> **Exercise brief**
In the rows below, copy the stretch from the line containing "Mark the palm" through the line containing "point(209, 139)" word for word, including both of those lines.

>> Start Records for this exercise

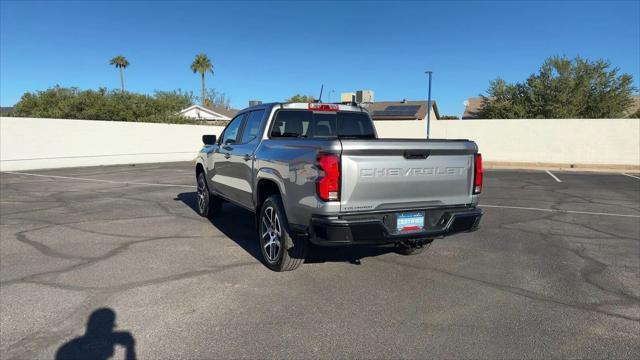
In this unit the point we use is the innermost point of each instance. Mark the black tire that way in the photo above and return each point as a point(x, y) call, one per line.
point(207, 204)
point(413, 247)
point(280, 250)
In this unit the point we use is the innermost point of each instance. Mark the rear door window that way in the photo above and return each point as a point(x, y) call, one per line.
point(252, 126)
point(230, 135)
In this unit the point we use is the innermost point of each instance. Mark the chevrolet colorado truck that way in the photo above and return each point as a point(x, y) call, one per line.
point(317, 172)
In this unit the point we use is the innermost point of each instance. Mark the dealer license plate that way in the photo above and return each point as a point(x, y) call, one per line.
point(410, 221)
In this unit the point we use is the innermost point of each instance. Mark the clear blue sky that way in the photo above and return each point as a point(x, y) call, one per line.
point(269, 51)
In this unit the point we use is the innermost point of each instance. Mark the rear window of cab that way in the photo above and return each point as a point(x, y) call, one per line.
point(320, 124)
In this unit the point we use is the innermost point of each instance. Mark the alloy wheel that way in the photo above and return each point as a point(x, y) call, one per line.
point(271, 234)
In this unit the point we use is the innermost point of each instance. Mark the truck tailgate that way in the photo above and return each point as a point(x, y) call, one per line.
point(387, 174)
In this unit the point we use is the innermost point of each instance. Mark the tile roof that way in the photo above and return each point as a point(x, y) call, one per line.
point(381, 106)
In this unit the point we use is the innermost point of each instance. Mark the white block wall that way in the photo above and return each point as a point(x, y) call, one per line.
point(560, 141)
point(30, 143)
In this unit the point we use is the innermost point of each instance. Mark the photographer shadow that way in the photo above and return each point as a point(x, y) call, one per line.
point(99, 340)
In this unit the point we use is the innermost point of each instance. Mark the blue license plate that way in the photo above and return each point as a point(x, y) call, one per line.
point(410, 221)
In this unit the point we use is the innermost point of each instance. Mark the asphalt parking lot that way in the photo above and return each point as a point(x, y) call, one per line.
point(553, 272)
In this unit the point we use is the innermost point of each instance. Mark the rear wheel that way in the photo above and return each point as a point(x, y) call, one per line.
point(281, 250)
point(208, 204)
point(413, 247)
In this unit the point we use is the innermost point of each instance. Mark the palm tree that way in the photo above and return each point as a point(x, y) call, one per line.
point(201, 64)
point(121, 63)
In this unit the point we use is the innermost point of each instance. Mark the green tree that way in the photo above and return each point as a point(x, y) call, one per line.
point(300, 98)
point(201, 64)
point(120, 62)
point(563, 88)
point(101, 104)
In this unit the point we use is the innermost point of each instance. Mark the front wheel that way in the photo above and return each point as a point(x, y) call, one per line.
point(281, 251)
point(207, 203)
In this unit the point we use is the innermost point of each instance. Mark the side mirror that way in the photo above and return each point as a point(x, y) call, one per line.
point(209, 139)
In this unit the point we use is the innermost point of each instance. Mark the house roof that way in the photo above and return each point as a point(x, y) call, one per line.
point(472, 108)
point(213, 110)
point(222, 110)
point(400, 110)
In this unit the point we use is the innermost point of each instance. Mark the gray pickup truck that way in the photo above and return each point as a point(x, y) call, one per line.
point(318, 172)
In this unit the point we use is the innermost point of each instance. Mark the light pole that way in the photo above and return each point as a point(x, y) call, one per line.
point(429, 72)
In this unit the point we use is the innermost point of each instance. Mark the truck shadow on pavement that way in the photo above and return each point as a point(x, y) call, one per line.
point(99, 340)
point(238, 225)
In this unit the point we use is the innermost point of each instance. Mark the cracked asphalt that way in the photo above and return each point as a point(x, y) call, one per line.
point(528, 284)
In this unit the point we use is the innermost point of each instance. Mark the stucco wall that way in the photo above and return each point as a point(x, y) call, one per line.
point(560, 141)
point(28, 143)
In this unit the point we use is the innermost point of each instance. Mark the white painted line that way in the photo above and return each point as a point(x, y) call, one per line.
point(553, 176)
point(96, 180)
point(557, 210)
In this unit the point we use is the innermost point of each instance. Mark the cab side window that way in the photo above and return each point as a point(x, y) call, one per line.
point(230, 135)
point(252, 126)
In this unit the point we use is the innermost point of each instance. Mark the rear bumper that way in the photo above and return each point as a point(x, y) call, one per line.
point(379, 228)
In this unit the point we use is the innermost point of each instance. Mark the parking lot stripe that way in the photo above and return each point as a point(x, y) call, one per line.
point(558, 211)
point(97, 180)
point(553, 176)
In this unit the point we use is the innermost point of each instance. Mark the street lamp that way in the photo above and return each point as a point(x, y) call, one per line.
point(429, 72)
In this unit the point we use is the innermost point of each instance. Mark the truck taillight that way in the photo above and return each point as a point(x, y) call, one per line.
point(477, 175)
point(328, 186)
point(323, 107)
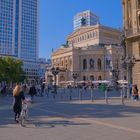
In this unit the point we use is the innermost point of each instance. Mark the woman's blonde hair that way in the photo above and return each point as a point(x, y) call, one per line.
point(17, 90)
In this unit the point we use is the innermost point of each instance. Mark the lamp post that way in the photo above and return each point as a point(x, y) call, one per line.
point(55, 72)
point(128, 63)
point(74, 76)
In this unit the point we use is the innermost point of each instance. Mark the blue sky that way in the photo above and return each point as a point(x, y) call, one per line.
point(56, 19)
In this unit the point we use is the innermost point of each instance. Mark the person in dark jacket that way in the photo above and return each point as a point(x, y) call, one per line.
point(18, 98)
point(32, 92)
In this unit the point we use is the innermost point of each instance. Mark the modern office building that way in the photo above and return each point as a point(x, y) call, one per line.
point(131, 17)
point(19, 30)
point(85, 18)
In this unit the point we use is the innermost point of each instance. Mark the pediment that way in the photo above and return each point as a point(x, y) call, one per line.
point(83, 30)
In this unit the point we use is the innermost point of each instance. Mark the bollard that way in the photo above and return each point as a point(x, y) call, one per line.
point(92, 98)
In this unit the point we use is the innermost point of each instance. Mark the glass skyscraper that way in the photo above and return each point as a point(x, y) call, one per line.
point(85, 18)
point(19, 26)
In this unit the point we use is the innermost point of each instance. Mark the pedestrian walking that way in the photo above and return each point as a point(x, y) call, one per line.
point(32, 92)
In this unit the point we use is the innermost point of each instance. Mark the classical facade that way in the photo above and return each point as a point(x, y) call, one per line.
point(92, 52)
point(85, 18)
point(131, 17)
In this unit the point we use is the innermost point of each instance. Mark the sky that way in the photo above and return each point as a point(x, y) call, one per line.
point(56, 19)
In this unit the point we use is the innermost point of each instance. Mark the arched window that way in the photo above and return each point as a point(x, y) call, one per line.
point(62, 78)
point(84, 64)
point(138, 3)
point(91, 63)
point(100, 78)
point(87, 36)
point(99, 63)
point(93, 34)
point(92, 78)
point(90, 35)
point(125, 78)
point(84, 78)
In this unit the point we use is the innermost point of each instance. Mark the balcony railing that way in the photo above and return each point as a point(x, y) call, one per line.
point(132, 33)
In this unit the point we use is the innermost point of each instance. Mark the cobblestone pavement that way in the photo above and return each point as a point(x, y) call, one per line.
point(64, 119)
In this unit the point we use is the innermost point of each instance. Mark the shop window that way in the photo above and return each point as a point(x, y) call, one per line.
point(99, 63)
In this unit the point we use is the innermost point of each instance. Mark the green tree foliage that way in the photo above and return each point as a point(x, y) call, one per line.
point(11, 70)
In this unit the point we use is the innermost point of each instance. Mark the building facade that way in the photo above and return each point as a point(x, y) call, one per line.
point(131, 17)
point(19, 27)
point(93, 57)
point(85, 18)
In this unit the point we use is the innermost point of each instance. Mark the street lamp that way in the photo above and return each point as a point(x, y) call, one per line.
point(74, 76)
point(55, 72)
point(115, 75)
point(128, 63)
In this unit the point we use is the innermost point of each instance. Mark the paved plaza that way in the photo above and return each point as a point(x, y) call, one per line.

>> End Records for this exercise

> **Exercise response**
In this unit the point we use is the innermost point of each instance. Mark the palm tree that way in the photo above and return each point as a point(x, y) call, one per line.
point(201, 64)
point(121, 63)
In this unit the point we use is the innermost point of each instance. Mark the green tree that way in the photo above and return each point as a point(x, y) call, one per line.
point(300, 98)
point(201, 64)
point(120, 62)
point(563, 88)
point(101, 104)
In this unit the point we use is the innermost point of each instance. Mark the front wheel that way in the photo above and return each point as a point(x, y) call, one per line.
point(281, 251)
point(207, 203)
In this unit the point we use is the innermost point of each instance. Mark the side mirror that way in the photo above and return each point as a point(x, y) call, one per line.
point(209, 139)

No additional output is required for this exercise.